[Opening EXTRACTED ENTRIES section]

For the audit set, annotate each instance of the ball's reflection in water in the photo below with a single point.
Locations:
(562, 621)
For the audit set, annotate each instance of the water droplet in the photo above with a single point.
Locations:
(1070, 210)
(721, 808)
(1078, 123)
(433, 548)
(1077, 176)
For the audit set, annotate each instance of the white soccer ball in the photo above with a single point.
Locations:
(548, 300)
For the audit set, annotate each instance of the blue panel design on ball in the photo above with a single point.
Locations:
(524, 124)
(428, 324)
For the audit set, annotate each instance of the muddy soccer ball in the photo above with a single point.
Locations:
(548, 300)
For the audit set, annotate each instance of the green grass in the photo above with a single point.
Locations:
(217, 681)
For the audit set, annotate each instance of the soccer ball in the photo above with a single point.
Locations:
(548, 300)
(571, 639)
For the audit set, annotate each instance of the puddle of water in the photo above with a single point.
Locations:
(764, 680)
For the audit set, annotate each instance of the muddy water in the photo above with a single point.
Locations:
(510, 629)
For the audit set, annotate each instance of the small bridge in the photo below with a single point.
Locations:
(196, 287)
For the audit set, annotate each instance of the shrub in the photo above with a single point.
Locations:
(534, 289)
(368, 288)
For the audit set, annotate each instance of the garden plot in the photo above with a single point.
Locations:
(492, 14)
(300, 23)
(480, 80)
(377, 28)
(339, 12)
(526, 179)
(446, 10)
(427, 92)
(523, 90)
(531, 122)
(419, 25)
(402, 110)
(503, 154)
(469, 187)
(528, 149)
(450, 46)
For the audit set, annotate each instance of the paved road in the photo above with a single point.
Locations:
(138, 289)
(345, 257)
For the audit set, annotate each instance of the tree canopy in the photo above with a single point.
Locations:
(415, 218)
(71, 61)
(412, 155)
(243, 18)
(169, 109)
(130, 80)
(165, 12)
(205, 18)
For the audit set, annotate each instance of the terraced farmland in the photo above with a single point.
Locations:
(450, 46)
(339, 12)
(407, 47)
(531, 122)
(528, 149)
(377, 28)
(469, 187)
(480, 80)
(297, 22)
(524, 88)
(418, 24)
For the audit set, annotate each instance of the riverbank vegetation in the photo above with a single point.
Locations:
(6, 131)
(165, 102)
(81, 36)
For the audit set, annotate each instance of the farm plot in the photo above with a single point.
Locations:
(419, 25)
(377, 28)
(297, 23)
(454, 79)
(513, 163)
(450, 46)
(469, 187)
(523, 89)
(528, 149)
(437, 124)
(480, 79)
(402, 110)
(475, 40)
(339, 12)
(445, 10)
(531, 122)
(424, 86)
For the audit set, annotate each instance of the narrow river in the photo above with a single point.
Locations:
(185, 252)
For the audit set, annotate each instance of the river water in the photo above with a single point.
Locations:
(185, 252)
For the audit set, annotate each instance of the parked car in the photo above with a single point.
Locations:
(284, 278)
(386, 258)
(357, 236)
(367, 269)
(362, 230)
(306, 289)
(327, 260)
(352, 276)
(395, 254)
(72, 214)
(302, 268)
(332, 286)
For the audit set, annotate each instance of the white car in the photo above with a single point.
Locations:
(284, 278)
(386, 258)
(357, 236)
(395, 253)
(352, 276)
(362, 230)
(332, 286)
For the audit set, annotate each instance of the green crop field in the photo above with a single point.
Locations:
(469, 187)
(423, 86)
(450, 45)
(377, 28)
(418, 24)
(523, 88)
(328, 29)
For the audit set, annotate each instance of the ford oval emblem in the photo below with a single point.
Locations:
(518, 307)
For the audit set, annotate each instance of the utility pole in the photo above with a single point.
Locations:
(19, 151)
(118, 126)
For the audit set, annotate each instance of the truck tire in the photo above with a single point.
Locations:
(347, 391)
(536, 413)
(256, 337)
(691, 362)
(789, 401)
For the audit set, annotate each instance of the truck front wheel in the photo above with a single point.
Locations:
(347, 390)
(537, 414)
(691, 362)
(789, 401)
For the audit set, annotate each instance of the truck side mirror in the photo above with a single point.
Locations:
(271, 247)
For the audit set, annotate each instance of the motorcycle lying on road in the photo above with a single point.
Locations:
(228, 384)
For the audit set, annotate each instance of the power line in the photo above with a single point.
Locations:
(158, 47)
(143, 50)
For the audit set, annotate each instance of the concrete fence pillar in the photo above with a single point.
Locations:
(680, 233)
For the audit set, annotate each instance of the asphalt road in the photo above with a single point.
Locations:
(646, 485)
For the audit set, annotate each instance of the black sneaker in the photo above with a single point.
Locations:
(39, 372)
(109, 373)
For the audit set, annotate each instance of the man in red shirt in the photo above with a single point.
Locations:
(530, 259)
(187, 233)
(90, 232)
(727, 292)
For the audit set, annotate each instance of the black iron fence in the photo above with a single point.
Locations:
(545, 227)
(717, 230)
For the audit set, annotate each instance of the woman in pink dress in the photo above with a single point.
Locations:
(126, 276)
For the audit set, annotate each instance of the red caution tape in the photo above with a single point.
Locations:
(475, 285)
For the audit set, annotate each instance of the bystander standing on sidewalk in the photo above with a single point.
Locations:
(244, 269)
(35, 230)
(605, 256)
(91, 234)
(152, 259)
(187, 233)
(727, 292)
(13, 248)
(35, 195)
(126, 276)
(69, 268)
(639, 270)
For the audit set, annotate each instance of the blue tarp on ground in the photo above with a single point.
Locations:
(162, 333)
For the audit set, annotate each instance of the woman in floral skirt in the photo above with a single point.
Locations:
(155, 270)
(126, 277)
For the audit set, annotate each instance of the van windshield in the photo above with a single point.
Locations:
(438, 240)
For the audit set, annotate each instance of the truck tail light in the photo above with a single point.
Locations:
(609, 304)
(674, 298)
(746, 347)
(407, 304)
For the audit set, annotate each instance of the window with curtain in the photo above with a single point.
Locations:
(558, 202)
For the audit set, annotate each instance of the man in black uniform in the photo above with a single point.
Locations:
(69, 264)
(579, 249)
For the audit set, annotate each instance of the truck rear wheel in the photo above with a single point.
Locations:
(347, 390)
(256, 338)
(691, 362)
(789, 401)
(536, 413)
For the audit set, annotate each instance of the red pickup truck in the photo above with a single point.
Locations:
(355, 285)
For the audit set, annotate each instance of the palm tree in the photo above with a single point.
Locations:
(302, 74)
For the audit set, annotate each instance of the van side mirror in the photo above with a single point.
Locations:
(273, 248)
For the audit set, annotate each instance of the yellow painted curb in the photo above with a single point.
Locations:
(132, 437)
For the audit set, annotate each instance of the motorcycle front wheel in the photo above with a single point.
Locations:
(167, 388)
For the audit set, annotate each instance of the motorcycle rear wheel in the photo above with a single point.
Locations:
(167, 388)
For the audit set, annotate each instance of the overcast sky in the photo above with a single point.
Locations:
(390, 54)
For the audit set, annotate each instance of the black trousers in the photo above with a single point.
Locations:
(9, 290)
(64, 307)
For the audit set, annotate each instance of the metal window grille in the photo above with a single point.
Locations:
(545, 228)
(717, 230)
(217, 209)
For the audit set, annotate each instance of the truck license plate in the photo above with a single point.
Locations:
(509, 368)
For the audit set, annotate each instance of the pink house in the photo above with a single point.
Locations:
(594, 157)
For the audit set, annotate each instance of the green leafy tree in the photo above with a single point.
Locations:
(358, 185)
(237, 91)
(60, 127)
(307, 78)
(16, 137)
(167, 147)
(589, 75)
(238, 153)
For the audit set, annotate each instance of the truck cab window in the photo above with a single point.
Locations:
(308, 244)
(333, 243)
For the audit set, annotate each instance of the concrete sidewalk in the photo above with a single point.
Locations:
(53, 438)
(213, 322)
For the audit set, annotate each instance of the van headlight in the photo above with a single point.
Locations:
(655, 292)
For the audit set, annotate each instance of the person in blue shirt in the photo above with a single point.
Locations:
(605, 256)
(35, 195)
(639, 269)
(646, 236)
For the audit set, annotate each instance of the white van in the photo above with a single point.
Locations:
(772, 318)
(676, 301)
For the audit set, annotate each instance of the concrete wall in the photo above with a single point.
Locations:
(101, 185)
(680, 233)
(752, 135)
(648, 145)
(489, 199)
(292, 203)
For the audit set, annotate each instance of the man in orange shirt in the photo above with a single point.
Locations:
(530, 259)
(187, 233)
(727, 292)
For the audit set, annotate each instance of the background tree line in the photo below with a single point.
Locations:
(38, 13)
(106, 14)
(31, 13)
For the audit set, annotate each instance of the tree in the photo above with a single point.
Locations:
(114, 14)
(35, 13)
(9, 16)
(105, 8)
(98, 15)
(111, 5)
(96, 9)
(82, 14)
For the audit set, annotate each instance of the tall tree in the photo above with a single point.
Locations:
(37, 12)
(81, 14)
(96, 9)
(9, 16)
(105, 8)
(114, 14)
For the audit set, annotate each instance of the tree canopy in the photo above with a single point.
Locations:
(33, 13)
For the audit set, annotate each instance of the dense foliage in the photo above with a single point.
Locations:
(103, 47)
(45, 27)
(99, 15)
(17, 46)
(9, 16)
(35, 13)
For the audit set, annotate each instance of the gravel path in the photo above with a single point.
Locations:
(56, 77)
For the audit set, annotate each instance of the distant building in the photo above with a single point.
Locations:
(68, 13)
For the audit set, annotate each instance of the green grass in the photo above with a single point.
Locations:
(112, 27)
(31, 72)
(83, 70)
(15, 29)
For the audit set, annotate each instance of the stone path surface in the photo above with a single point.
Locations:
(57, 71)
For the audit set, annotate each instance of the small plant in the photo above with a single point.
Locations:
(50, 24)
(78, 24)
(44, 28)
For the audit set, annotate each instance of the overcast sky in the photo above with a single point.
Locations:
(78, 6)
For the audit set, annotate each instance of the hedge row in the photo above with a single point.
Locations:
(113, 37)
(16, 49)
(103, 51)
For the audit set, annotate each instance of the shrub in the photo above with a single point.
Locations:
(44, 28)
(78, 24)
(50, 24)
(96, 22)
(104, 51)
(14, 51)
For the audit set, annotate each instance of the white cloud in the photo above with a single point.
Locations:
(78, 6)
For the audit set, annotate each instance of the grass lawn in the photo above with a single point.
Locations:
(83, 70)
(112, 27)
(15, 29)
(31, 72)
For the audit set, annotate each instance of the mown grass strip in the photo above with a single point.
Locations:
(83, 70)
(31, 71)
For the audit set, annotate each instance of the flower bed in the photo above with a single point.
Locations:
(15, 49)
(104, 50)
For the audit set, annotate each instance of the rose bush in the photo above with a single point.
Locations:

[Closing EXTRACTED ENTRIES section]

• ASSIGNMENT: Please count up the lines in the listing above holding the string "black", and say the number with nothing else.

• REPLY: 4